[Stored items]

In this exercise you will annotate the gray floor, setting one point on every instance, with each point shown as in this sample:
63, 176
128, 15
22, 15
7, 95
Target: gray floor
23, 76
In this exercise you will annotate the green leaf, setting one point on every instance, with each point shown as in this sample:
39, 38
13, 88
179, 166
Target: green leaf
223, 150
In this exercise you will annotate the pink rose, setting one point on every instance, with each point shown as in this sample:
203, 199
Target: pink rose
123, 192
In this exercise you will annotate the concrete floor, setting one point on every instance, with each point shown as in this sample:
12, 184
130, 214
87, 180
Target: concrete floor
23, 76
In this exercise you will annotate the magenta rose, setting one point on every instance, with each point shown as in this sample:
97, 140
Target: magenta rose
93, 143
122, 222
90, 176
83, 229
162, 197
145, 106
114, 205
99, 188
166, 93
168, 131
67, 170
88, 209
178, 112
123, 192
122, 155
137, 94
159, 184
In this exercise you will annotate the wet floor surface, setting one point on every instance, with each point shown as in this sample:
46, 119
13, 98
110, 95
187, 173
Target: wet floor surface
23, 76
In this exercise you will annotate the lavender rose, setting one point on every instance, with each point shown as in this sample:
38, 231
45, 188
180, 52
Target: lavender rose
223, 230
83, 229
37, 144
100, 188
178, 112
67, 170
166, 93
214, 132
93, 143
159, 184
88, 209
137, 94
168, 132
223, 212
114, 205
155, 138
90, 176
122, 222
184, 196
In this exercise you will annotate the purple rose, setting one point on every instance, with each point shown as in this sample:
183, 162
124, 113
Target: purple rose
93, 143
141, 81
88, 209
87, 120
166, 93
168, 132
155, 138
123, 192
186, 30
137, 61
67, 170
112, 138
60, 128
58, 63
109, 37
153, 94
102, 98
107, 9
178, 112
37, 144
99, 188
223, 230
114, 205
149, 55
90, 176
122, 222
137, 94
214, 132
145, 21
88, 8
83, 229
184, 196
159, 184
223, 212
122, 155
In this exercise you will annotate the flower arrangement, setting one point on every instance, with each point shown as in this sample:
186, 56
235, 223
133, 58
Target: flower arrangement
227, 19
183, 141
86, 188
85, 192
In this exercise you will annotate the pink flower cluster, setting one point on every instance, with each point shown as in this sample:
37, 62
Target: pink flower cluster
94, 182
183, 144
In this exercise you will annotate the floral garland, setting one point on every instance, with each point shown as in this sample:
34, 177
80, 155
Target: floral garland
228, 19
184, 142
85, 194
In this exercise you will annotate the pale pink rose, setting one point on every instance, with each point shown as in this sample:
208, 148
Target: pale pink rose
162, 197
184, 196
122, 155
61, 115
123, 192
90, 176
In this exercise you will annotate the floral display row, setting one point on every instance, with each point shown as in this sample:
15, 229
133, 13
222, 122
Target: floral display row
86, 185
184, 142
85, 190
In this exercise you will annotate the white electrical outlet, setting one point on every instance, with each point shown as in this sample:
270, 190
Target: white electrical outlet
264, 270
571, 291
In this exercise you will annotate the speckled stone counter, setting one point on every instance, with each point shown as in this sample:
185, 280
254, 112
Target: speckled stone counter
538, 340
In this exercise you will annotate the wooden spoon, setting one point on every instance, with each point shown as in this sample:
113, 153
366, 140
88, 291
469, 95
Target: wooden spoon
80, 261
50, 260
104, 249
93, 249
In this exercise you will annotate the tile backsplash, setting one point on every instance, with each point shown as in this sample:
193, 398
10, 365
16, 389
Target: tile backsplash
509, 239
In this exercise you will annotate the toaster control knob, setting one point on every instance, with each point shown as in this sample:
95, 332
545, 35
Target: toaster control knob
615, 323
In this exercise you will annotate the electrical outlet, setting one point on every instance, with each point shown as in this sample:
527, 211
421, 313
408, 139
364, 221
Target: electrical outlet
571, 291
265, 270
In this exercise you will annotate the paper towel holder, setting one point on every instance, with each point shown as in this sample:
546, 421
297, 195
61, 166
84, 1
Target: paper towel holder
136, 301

▶ [EXERCISE REQUIREMENTS]: Repeat each line above exactly as written.

▶ [YOUR SOLUTION]:
In this exercise you will annotate the gray floor, setting one point on every instance, with each point shown as in this sample:
63, 176
128, 15
22, 15
7, 95
Target: gray floor
23, 76
In this exercise you will annotate the green leaf, setting one point on every instance, with each point shown as in this sample:
39, 38
13, 88
179, 166
Target: green leaf
223, 150
In this exercise you will annotate the pink rose, setting one point on every instance, with each point shown as in this sample:
203, 199
Target: pink rose
123, 192
In this exercise you will annotate the concrete floor, setting one point on every instance, with each point shown as in this sample:
12, 184
130, 214
87, 180
Target: concrete floor
23, 76
In this exercise you will annotate the magenta rose, setting one point on every instance, with each point shown as in this sample:
97, 140
Target: magenta rose
93, 143
122, 222
90, 176
83, 229
162, 197
145, 106
114, 205
99, 188
166, 93
168, 131
67, 170
88, 209
178, 112
123, 192
122, 155
137, 94
159, 184
In this exercise you will annotate the wet floor surface, setting one point on every instance, with each point shown as in this sample:
46, 119
13, 98
110, 95
187, 173
Target: wet floor surface
23, 76
In this exercise you will annotate the lavender rose, setting one point on every instance, with each point shown as in this sample:
38, 231
45, 188
180, 52
Target: lavender rose
223, 230
83, 229
37, 144
100, 188
178, 112
67, 170
166, 93
214, 132
93, 143
159, 184
88, 209
137, 94
168, 132
223, 212
114, 205
155, 138
90, 176
122, 222
184, 196
In this exercise you will annotate the purple rose, setting one point on every instance, with each point shown as in this sample:
183, 162
124, 113
Target: purple rose
93, 143
141, 81
88, 209
87, 120
166, 93
168, 132
155, 138
123, 192
186, 30
137, 61
67, 170
112, 138
60, 128
58, 63
109, 37
153, 94
102, 98
107, 9
178, 112
37, 144
99, 188
223, 230
114, 205
149, 55
90, 176
122, 222
137, 94
214, 132
145, 21
88, 8
83, 229
184, 196
159, 184
223, 212
122, 155
In this exercise you will annotate the flower arrangement, setting one point on every instance, with each point shown as in this sample:
186, 56
235, 223
133, 58
Target: flower arrangement
227, 19
183, 141
86, 188
85, 192
In this exercise you will annotate the pink flower cluster, setting one point on every instance, with each point shown as in this sample:
37, 62
Target: pink flower cluster
94, 182
183, 144
In this exercise you will annotate the floral garland, setting one point on every instance, with each point shown as in this sample:
34, 177
80, 155
Target: floral garland
228, 19
184, 142
85, 194
In this exercise you will annotate the pale pink rose, setting one point on every instance, with each point shown as in this sample:
208, 148
Target: pale pink rose
162, 197
184, 196
122, 155
61, 115
123, 192
90, 176
In this exercise you will annotate the floral display row, setting one point on every instance, with each point shown as in this sample:
15, 229
133, 13
222, 122
Target: floral display row
86, 185
184, 142
85, 190
In this exercise you will annotate the white electrical outlet, setting one point on every instance, with each point shown as in this sample:
270, 190
Target: white electrical outlet
264, 270
571, 291
In this exercise you will annotate the speckled stone counter, setting one point on every instance, with each point shown as in this sample:
185, 280
254, 112
Target: speckled stone counter
538, 340
In this exercise you will annotate the wooden spoon, setting one point on every instance, with each point shown as in this sample:
113, 153
366, 140
88, 291
469, 95
Target: wooden spoon
80, 261
50, 260
104, 249
93, 249
In this exercise you will annotate the tile backsplash, setting one point on every instance, with each point shown as in this sample:
193, 398
10, 365
16, 389
Target: tile backsplash
509, 239
In this exercise you will annotate the toaster control knob, setting one point on every instance, with each point shown as in this sample:
95, 332
545, 35
Target: toaster control knob
615, 323
In this exercise you will annotate the electrical outlet, setting one point on every instance, with each point shown as in this sample:
527, 211
421, 313
408, 139
364, 221
Target: electrical outlet
571, 291
265, 270
In this exercise you will annotate the paper towel holder, setting one point on every instance, with each point shown as in this sample:
546, 421
297, 195
61, 166
84, 1
Target: paper towel holder
136, 301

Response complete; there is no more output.